====== Input for this task ======

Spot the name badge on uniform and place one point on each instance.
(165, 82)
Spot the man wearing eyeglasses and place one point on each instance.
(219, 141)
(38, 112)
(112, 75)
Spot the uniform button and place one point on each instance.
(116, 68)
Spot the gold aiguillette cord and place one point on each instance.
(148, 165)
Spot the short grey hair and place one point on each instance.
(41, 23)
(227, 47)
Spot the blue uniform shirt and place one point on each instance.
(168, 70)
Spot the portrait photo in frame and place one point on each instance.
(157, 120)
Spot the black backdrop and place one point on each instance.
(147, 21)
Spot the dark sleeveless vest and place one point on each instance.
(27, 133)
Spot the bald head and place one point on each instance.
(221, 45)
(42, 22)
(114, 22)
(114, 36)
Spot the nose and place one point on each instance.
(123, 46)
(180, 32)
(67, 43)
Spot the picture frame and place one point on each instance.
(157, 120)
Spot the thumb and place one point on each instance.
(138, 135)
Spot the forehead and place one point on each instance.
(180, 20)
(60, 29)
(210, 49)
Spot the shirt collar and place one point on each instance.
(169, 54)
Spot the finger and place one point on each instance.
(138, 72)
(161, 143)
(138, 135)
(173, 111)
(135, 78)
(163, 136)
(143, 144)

======

Required work: Render every entry above as a numbered list, leaving out any blank lines.

Solution to the problem:
1. Spot the name badge on uniform and place one point on each instance.
2. (165, 82)
3. Spot the man wearing eyeglasses and place one point on each instance.
4. (219, 141)
5. (38, 112)
6. (112, 75)
7. Spot the uniform button and place one point on each instance.
8. (116, 68)
9. Spot the gold aiguillette cord and place one point on each instance.
10. (148, 165)
11. Spot the short grey hair and place one point on each instance.
12. (41, 23)
13. (227, 47)
14. Spot the blue uniform shirt and place one point on each instance.
15. (168, 70)
16. Spot the portrait photo in frame and place one point on each instance.
17. (157, 120)
18. Spot the black backdrop and place one point on each instance.
19. (147, 21)
20. Spot the dark sleeveless vest and place one point on each instance.
21. (27, 133)
22. Spot the bald head and place one point on each instance.
23. (221, 45)
24. (42, 22)
25. (114, 22)
26. (114, 36)
27. Spot the nose and place one point on each instance.
28. (123, 46)
29. (180, 32)
30. (67, 43)
31. Spot the picture frame and place one point on each instance.
32. (157, 120)
33. Spot the thumb and place one point on each instance.
34. (138, 135)
35. Spot the forehead and place one point on each instance.
36. (180, 20)
37. (60, 29)
38. (210, 49)
39. Spot the shirt collar and place one point on each instance.
40. (169, 54)
41. Spot the finger and place one point on each instance.
42. (138, 72)
43. (161, 143)
44. (138, 135)
45. (173, 111)
46. (135, 78)
47. (163, 136)
48. (143, 144)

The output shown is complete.